>> begin

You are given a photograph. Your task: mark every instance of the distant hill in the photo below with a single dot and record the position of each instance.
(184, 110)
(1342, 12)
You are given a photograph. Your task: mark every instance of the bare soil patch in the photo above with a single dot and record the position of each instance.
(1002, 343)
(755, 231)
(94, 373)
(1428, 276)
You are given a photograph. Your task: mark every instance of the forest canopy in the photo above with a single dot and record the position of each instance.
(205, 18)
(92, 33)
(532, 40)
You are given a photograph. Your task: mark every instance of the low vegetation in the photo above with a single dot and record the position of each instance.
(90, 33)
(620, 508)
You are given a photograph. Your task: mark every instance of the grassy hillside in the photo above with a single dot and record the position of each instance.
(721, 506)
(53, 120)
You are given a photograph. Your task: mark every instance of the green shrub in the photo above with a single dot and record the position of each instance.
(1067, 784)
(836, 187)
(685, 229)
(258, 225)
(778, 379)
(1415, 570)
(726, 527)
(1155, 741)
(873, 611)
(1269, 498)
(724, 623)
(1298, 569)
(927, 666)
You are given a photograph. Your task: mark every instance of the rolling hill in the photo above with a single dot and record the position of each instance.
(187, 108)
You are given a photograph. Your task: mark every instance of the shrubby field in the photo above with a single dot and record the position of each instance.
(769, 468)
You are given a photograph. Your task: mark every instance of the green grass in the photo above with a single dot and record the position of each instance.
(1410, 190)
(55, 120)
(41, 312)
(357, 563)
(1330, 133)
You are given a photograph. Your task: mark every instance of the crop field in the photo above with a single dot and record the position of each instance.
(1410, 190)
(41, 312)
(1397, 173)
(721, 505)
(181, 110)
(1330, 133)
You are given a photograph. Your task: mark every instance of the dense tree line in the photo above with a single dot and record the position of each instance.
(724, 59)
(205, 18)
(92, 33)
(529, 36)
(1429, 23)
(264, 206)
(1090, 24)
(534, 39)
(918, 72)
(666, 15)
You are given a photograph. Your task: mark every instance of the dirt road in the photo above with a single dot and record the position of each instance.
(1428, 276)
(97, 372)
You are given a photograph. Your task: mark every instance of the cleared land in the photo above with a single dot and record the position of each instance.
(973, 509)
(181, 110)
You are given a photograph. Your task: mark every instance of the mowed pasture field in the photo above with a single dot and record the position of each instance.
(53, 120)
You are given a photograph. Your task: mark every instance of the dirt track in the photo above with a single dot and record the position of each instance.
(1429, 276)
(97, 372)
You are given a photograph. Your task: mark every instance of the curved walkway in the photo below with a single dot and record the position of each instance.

>> end

PROBLEM DESCRIPTION: Format every line of the records above as a Markdown table with the columns Row and Line. Leave out blank lines, and number the rows in order.

WRITTEN ANSWER:
| Row | Line |
|---|---|
| 1 | You are given a photograph. Your task: mark every instance of the distant hill in the photo below with a single dot and record the position of each instance. |
| 2 | (184, 110) |
| 3 | (1342, 12) |
| 4 | You are given a photograph. Your task: mark every instance of the bare soil patch in the photo above with a single dot and record the position of each instance. |
| 5 | (1002, 343) |
| 6 | (755, 231) |
| 7 | (94, 373) |
| 8 | (1428, 276) |
| 9 | You are given a photograph. Your task: mark every instance of the forest canopy in the photo above with a single dot and record the position of each instance. |
| 10 | (205, 18) |
| 11 | (92, 33) |
| 12 | (532, 40) |
| 13 | You are given a photograph. Your task: mark every instance of the low vegetation in the photo above with a single dot and record the position of each instance. |
| 14 | (90, 33) |
| 15 | (620, 508) |
| 16 | You are given a photograph. Your task: mark every instance of the grassy hillside in the photo above with a single dot and record the position of each instance. |
| 17 | (721, 506) |
| 18 | (53, 120) |
| 19 | You are given a photograph. Your task: mark every instance of the green shrub in the photo above with a single dot and record the position of each instance. |
| 20 | (1067, 784) |
| 21 | (836, 187) |
| 22 | (685, 229) |
| 23 | (258, 225) |
| 24 | (778, 379) |
| 25 | (1415, 570) |
| 26 | (726, 527) |
| 27 | (1155, 741) |
| 28 | (873, 611) |
| 29 | (1269, 498) |
| 30 | (724, 623) |
| 31 | (1298, 569) |
| 32 | (927, 666) |
| 33 | You are given a photograph. Your task: mark every instance of the rolling hill in the photo above with a single dot and record the position of each instance. |
| 34 | (187, 108) |
| 35 | You are given a photograph. Your task: mark every instance of the shrubby field in the photo above with a single dot and record the position of each instance. |
| 36 | (769, 468) |
| 37 | You are given a photograph. Your task: mark every instance of the green grass in the photo above with a single dot and record the position of each instance. |
| 38 | (1410, 190) |
| 39 | (55, 120) |
| 40 | (41, 312) |
| 41 | (357, 563) |
| 42 | (1330, 133) |
| 43 | You are given a photograph. Your task: mark every instance of the crop field in the photo above with a single dot and record the position of each instance. |
| 44 | (1410, 190) |
| 45 | (41, 312) |
| 46 | (1397, 173) |
| 47 | (721, 505) |
| 48 | (181, 110) |
| 49 | (1330, 133) |
| 50 | You are given a photograph. Your task: mark every instance of the dense tree line in the photo above with a single dot and record the position of each instance. |
| 51 | (724, 59) |
| 52 | (205, 18) |
| 53 | (92, 33) |
| 54 | (529, 36) |
| 55 | (1429, 23) |
| 56 | (264, 206) |
| 57 | (1090, 24) |
| 58 | (534, 39) |
| 59 | (918, 72) |
| 60 | (666, 15) |
| 61 | You are given a photograph. Your task: mark every instance of the dirt road in the photo above with a single dot and record the position of each instance. |
| 62 | (1428, 276) |
| 63 | (97, 372) |
| 64 | You are given a photograph. Your task: mark every instance of the cleared land in the photo above with a single dot and record the position of each instance. |
| 65 | (973, 509) |
| 66 | (181, 110) |
| 67 | You are given a photograph. Your task: mark every instance of the mowed pasture field in the photo above with a single dot and record the position of each instance. |
| 68 | (53, 120) |
| 69 | You are given a photograph. Your task: mark every instance of the dirt track in the photo above with a single dot and record the position of each instance. |
| 70 | (1429, 276) |
| 71 | (97, 372) |
| 72 | You are given a photograph. Your task: mark every instance of the curved walkway in the photo below with a single dot and record the position of each instance. |